Directions for this task. An exact, word-for-word copy of the entries is required, beginning at the line that contains "Pin every instance of the light bulb" and ending at the last line, both included.

(Dataset extract Opens)

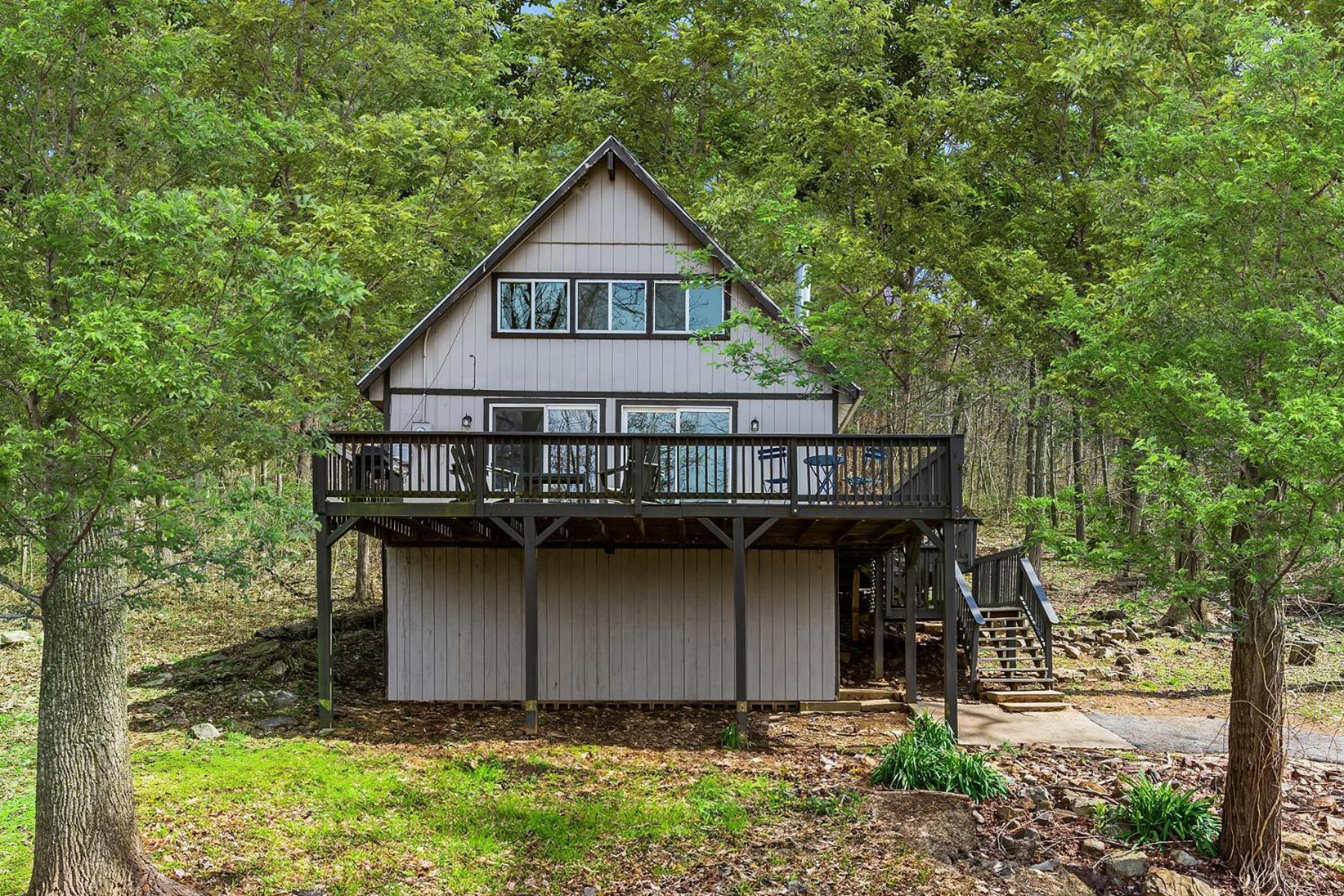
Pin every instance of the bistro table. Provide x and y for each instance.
(538, 482)
(826, 467)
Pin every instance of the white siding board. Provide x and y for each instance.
(636, 625)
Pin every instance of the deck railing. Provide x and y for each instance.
(875, 470)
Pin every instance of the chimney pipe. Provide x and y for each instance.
(801, 292)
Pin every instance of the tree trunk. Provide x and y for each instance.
(1253, 801)
(1080, 504)
(85, 839)
(361, 567)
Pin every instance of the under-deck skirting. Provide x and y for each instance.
(632, 626)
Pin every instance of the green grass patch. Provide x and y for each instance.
(1160, 813)
(289, 815)
(927, 758)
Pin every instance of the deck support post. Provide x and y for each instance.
(913, 561)
(530, 640)
(324, 622)
(739, 622)
(951, 603)
(880, 618)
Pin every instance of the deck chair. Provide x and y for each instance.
(464, 467)
(624, 491)
(769, 458)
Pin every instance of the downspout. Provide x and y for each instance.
(848, 415)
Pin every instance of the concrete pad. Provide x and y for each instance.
(984, 724)
(1201, 735)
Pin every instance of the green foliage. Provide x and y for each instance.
(927, 758)
(1162, 813)
(732, 739)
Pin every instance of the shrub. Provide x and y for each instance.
(927, 758)
(1151, 813)
(732, 739)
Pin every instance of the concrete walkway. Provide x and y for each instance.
(984, 724)
(1196, 734)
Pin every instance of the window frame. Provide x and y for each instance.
(531, 307)
(685, 307)
(571, 280)
(611, 284)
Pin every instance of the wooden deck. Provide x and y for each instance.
(860, 496)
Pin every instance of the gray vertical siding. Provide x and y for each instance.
(632, 625)
(605, 227)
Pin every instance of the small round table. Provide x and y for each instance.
(826, 467)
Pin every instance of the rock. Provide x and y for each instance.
(205, 731)
(1093, 847)
(1303, 653)
(1298, 842)
(1088, 805)
(1021, 844)
(1164, 882)
(1125, 864)
(1054, 883)
(942, 825)
(1036, 794)
(1186, 860)
(260, 648)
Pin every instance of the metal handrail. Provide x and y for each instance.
(968, 600)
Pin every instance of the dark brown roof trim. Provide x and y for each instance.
(611, 147)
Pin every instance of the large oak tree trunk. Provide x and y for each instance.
(85, 837)
(1253, 801)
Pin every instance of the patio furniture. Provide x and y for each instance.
(824, 467)
(772, 457)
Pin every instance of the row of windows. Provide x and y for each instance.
(608, 307)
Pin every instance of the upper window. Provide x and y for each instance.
(534, 305)
(611, 307)
(685, 309)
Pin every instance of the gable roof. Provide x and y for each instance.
(611, 149)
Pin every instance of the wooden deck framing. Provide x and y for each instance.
(859, 494)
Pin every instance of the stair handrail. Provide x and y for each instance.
(1038, 609)
(969, 628)
(968, 598)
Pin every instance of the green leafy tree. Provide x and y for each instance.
(1221, 336)
(151, 326)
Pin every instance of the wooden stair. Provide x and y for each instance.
(1012, 664)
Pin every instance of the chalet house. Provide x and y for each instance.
(578, 504)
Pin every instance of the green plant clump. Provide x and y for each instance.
(1152, 813)
(927, 758)
(732, 739)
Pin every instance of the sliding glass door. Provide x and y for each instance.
(541, 467)
(685, 467)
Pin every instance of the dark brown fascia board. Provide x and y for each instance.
(609, 147)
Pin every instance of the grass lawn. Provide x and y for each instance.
(245, 815)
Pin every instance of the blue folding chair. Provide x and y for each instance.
(873, 470)
(774, 455)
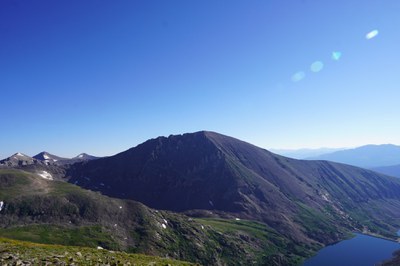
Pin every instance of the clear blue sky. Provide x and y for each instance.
(103, 76)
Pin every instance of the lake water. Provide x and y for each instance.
(362, 250)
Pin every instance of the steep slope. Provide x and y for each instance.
(307, 201)
(47, 157)
(304, 153)
(54, 212)
(392, 170)
(18, 159)
(368, 156)
(15, 252)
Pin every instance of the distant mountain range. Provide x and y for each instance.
(209, 171)
(393, 170)
(43, 158)
(369, 156)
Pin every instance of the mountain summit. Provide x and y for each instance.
(307, 201)
(48, 157)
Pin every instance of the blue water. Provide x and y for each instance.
(361, 250)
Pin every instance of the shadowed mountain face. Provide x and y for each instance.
(393, 170)
(307, 201)
(37, 209)
(368, 156)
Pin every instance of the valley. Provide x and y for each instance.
(200, 197)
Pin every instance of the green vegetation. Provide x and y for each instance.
(15, 252)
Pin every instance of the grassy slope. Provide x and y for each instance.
(13, 252)
(53, 212)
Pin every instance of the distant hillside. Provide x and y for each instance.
(368, 156)
(42, 159)
(393, 170)
(306, 201)
(39, 210)
(304, 153)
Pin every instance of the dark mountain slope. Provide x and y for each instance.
(47, 157)
(54, 212)
(393, 170)
(307, 201)
(367, 156)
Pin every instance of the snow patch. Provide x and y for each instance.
(45, 175)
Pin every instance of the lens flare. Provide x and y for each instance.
(336, 56)
(317, 66)
(298, 76)
(372, 34)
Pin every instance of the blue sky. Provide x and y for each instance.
(103, 76)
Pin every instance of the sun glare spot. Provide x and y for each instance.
(298, 76)
(372, 34)
(317, 66)
(336, 56)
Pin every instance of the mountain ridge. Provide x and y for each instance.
(209, 171)
(367, 156)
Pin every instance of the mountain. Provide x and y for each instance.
(368, 156)
(304, 153)
(85, 156)
(18, 159)
(393, 170)
(48, 158)
(308, 202)
(42, 159)
(36, 209)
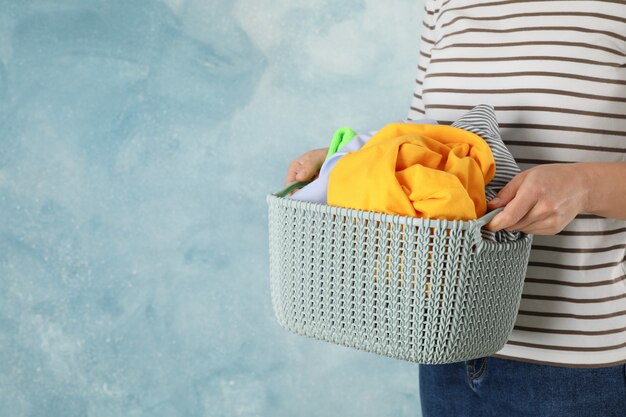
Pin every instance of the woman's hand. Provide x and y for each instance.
(542, 200)
(306, 166)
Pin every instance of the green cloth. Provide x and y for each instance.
(342, 136)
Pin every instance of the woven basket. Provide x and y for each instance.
(421, 290)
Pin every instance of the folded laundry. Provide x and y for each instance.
(432, 171)
(480, 120)
(316, 191)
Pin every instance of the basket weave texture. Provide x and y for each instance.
(421, 290)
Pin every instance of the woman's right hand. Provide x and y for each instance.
(306, 166)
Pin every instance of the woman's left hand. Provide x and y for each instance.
(541, 200)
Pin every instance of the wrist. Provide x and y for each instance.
(587, 176)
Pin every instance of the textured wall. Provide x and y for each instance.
(138, 140)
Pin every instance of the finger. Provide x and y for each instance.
(507, 193)
(533, 217)
(292, 172)
(513, 212)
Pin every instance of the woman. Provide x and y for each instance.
(555, 71)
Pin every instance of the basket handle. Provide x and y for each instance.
(291, 187)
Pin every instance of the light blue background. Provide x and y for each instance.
(138, 140)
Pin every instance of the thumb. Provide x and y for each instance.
(507, 193)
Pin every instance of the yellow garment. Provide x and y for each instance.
(430, 171)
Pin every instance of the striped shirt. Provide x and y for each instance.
(555, 71)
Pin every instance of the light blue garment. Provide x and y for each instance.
(317, 191)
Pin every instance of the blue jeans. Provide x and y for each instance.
(497, 387)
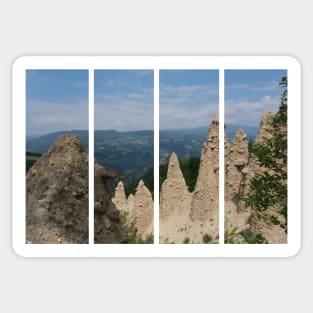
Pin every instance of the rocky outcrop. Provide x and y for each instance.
(107, 224)
(191, 215)
(236, 181)
(119, 199)
(272, 233)
(239, 170)
(139, 208)
(175, 204)
(57, 194)
(57, 197)
(204, 204)
(185, 215)
(143, 210)
(175, 197)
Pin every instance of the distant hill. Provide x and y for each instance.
(131, 152)
(43, 143)
(187, 142)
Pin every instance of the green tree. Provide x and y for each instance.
(268, 189)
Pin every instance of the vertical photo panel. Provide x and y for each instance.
(56, 156)
(256, 157)
(123, 151)
(189, 157)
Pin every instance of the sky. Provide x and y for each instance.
(188, 98)
(124, 100)
(249, 93)
(56, 100)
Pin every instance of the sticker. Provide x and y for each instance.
(122, 156)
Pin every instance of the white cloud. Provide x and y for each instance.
(248, 112)
(125, 111)
(187, 106)
(44, 117)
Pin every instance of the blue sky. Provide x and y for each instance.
(56, 100)
(249, 93)
(188, 98)
(124, 99)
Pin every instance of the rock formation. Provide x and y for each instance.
(107, 224)
(185, 215)
(236, 180)
(175, 197)
(57, 197)
(204, 204)
(175, 201)
(191, 215)
(239, 170)
(271, 232)
(139, 208)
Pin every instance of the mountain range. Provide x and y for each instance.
(131, 152)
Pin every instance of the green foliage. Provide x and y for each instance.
(268, 190)
(31, 158)
(229, 235)
(207, 238)
(130, 229)
(253, 239)
(186, 240)
(189, 168)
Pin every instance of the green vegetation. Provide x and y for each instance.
(252, 239)
(229, 235)
(268, 190)
(31, 158)
(130, 230)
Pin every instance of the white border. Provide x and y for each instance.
(156, 63)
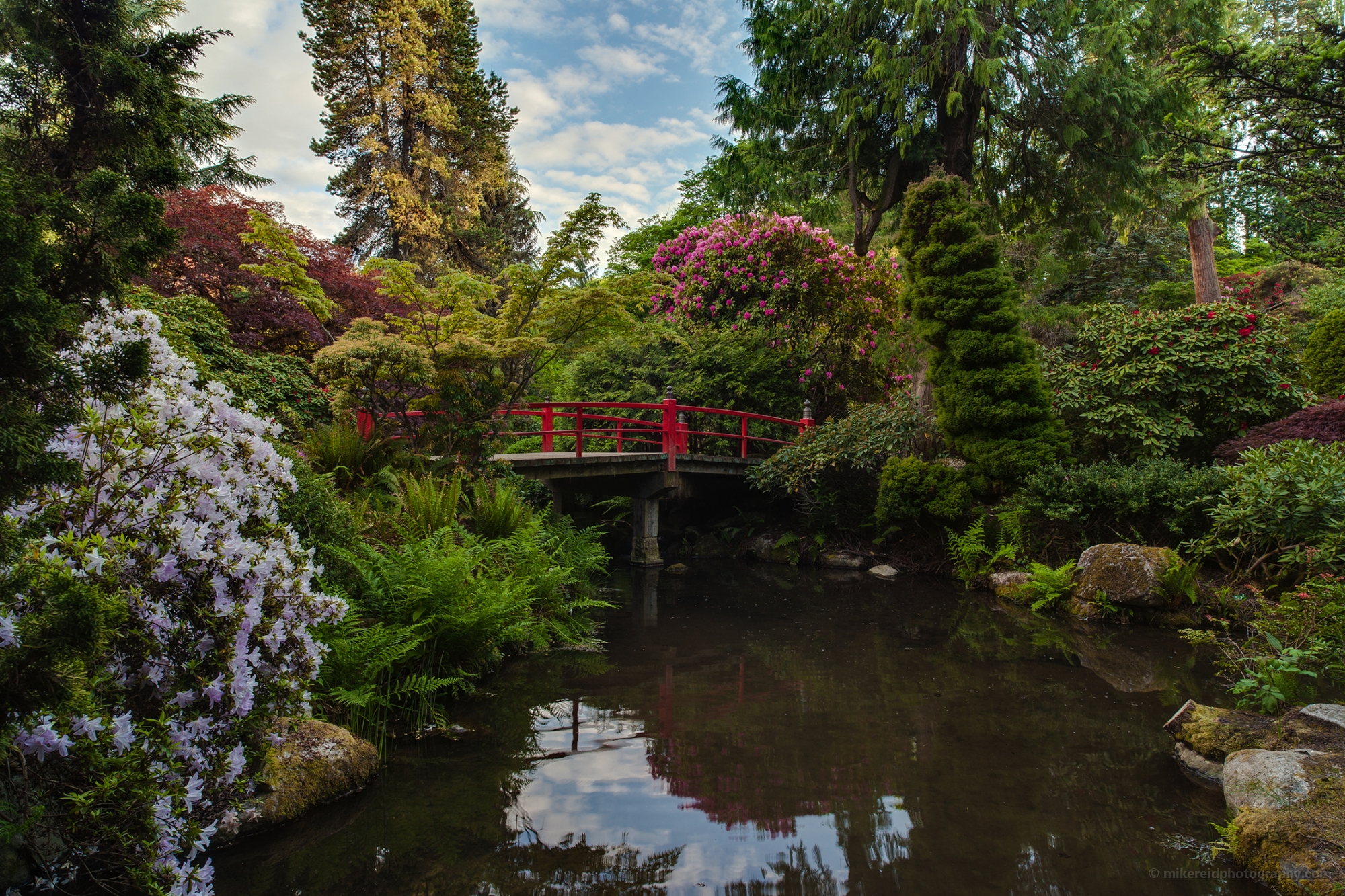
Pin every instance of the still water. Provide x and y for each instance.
(761, 729)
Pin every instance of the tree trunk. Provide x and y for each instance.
(1200, 233)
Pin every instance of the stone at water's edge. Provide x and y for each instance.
(315, 764)
(1129, 575)
(1285, 780)
(1008, 584)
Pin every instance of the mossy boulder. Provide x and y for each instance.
(1215, 732)
(1126, 575)
(315, 764)
(1293, 830)
(1284, 779)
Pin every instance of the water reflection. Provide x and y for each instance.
(762, 729)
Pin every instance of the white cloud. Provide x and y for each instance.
(625, 63)
(701, 34)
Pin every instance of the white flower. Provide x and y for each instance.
(9, 630)
(85, 727)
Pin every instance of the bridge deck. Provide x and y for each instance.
(564, 464)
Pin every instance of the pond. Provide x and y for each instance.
(769, 729)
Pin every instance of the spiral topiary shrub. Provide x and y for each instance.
(1324, 360)
(992, 401)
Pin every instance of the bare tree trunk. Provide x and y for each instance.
(1200, 233)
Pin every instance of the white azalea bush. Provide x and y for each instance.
(155, 622)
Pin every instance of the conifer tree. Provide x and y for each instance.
(989, 392)
(419, 131)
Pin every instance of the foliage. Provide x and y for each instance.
(428, 503)
(375, 369)
(1046, 585)
(705, 368)
(276, 283)
(1282, 513)
(914, 493)
(856, 99)
(1324, 360)
(497, 510)
(1295, 638)
(1152, 502)
(418, 132)
(428, 616)
(350, 459)
(479, 350)
(1323, 423)
(859, 444)
(820, 304)
(1276, 81)
(974, 556)
(992, 403)
(280, 386)
(1174, 382)
(98, 119)
(157, 623)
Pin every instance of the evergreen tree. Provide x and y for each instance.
(98, 119)
(419, 132)
(989, 393)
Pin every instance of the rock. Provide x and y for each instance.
(1268, 778)
(1215, 732)
(1299, 846)
(315, 764)
(1128, 575)
(1008, 584)
(843, 561)
(1334, 713)
(1198, 768)
(763, 548)
(712, 546)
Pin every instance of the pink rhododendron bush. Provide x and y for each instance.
(831, 313)
(155, 620)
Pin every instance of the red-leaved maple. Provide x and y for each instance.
(209, 259)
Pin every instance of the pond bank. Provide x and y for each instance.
(757, 724)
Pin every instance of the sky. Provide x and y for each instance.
(614, 96)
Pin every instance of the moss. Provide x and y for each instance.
(317, 763)
(1301, 848)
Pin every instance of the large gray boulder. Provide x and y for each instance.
(1126, 575)
(1268, 778)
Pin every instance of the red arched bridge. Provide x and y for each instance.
(642, 450)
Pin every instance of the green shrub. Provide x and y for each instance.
(1292, 643)
(317, 512)
(1324, 360)
(497, 510)
(1153, 502)
(992, 403)
(1164, 384)
(431, 615)
(913, 493)
(1282, 513)
(282, 386)
(832, 474)
(340, 450)
(1046, 585)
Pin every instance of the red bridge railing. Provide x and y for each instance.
(668, 434)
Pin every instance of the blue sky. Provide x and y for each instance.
(614, 96)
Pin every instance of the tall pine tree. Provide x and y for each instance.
(419, 132)
(98, 120)
(989, 393)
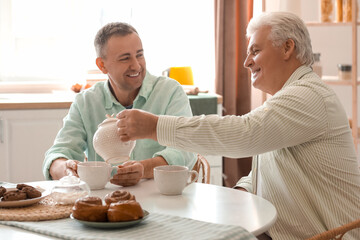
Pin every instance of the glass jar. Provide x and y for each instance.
(344, 72)
(326, 8)
(317, 67)
(347, 10)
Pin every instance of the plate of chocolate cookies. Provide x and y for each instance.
(21, 196)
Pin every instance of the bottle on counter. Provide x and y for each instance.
(344, 71)
(339, 10)
(317, 66)
(326, 9)
(347, 10)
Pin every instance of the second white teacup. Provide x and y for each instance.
(172, 179)
(95, 174)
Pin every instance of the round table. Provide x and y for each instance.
(203, 202)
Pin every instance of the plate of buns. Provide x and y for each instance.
(21, 196)
(122, 211)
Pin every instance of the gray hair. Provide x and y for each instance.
(284, 26)
(109, 30)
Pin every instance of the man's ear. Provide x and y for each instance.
(289, 48)
(101, 66)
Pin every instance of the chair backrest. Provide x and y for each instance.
(202, 166)
(337, 233)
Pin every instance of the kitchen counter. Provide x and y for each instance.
(58, 100)
(19, 101)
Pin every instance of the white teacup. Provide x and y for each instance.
(172, 179)
(95, 174)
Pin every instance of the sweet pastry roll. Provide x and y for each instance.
(31, 192)
(117, 196)
(90, 209)
(127, 210)
(14, 195)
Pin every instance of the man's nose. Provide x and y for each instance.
(248, 61)
(134, 64)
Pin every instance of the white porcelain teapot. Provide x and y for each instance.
(108, 145)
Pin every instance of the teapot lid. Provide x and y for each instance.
(109, 118)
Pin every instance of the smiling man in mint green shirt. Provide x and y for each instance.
(121, 57)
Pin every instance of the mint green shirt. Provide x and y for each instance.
(158, 95)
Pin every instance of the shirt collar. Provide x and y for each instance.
(297, 74)
(145, 91)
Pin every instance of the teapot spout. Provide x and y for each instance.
(117, 160)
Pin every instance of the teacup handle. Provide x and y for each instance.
(194, 175)
(111, 169)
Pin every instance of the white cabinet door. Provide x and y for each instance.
(25, 136)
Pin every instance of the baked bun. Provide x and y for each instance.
(90, 209)
(15, 195)
(127, 210)
(31, 192)
(117, 196)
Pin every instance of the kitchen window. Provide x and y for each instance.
(49, 43)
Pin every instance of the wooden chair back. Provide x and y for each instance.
(202, 166)
(337, 233)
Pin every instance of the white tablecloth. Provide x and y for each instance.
(155, 226)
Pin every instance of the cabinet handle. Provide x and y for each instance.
(1, 131)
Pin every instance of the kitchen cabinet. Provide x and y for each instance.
(25, 136)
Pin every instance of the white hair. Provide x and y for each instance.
(284, 26)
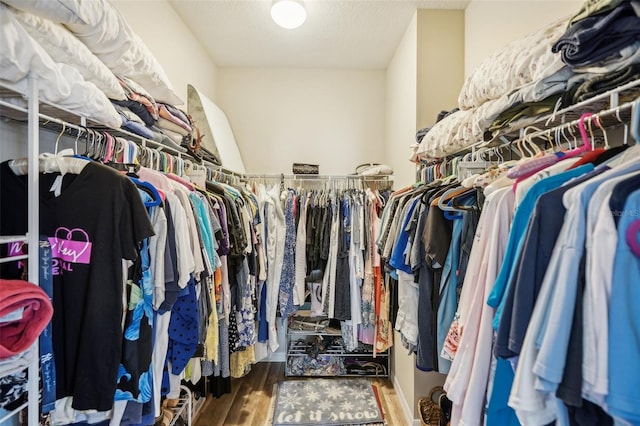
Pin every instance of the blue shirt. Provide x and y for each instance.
(398, 255)
(624, 322)
(518, 231)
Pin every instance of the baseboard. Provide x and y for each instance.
(275, 357)
(408, 411)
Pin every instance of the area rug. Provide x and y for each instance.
(321, 401)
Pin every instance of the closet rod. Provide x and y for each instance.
(317, 177)
(612, 114)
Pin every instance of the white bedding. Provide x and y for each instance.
(59, 83)
(64, 48)
(516, 65)
(100, 27)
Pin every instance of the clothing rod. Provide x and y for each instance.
(317, 177)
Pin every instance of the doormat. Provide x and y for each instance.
(328, 402)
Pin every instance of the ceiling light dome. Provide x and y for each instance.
(288, 14)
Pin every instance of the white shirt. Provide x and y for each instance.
(467, 381)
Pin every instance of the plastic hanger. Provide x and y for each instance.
(632, 236)
(148, 188)
(64, 127)
(625, 140)
(586, 143)
(604, 132)
(635, 123)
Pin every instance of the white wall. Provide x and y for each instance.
(173, 44)
(330, 117)
(490, 24)
(401, 110)
(401, 129)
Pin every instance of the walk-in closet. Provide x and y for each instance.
(319, 212)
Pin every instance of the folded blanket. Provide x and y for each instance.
(594, 7)
(605, 82)
(135, 127)
(167, 115)
(178, 113)
(163, 123)
(162, 136)
(135, 92)
(25, 310)
(598, 37)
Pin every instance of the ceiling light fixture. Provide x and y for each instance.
(288, 14)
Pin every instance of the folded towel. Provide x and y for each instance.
(25, 310)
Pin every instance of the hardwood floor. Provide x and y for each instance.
(250, 402)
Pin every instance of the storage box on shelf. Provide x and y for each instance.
(315, 347)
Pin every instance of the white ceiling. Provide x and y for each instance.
(337, 33)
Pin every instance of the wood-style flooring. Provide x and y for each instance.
(250, 402)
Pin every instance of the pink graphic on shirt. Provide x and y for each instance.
(71, 250)
(17, 249)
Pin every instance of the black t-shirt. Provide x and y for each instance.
(96, 221)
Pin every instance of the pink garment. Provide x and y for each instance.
(32, 310)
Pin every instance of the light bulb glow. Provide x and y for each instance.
(288, 14)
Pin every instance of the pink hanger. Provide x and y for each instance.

(Dataset extract Closes)

Problem solution.
Pin every instance of the light bulb glow. Provide x and y for each instance.
(288, 14)
Pin every instance of the pink hanger. Provide x and y for each instance.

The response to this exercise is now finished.